--- Stored items from a collection ---
----------

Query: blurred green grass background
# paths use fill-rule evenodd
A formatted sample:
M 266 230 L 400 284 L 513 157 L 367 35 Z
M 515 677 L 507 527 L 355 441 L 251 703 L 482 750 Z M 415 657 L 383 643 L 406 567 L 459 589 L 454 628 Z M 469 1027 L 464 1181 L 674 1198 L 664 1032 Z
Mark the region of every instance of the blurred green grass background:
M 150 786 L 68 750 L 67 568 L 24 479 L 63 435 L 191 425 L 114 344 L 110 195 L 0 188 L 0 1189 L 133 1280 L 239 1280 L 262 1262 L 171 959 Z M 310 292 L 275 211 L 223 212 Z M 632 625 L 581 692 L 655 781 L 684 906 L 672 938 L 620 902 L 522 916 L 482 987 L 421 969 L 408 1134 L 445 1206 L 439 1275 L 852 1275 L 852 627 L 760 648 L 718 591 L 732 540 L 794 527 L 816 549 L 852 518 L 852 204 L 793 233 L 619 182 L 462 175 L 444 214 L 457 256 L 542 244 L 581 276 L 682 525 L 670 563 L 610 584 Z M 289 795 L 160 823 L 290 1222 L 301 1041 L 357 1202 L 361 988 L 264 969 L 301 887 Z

----------

Write out all the rows again, putting "hazy" in place of "blurred" everywhere it occurs and leaving everything else as it is.

--- CORRECT ANSWER ---
Query: hazy green grass background
# paths use fill-rule evenodd
A formatted sample:
M 266 230 L 400 284 L 513 157 L 367 35 Z
M 515 677 L 507 527 L 355 441 L 251 703 L 482 750 Z M 415 657 L 383 643 L 406 567 L 459 589 L 454 628 Z M 469 1027 L 464 1181 L 674 1198 L 664 1032 Z
Mark the region of every instance of the hazy green grass background:
M 150 786 L 68 750 L 67 568 L 24 479 L 63 435 L 191 425 L 114 344 L 110 195 L 0 188 L 0 1189 L 133 1280 L 239 1280 L 262 1262 L 171 959 Z M 310 292 L 275 211 L 223 212 Z M 632 625 L 581 692 L 655 781 L 684 906 L 672 938 L 620 902 L 522 916 L 482 987 L 421 969 L 408 1134 L 445 1206 L 439 1275 L 852 1275 L 852 627 L 760 648 L 718 591 L 732 540 L 794 527 L 816 549 L 852 518 L 852 204 L 793 233 L 619 182 L 462 175 L 444 214 L 457 256 L 542 244 L 581 276 L 682 525 L 670 563 L 610 584 Z M 289 795 L 160 823 L 290 1222 L 301 1041 L 357 1202 L 361 988 L 264 969 L 301 887 Z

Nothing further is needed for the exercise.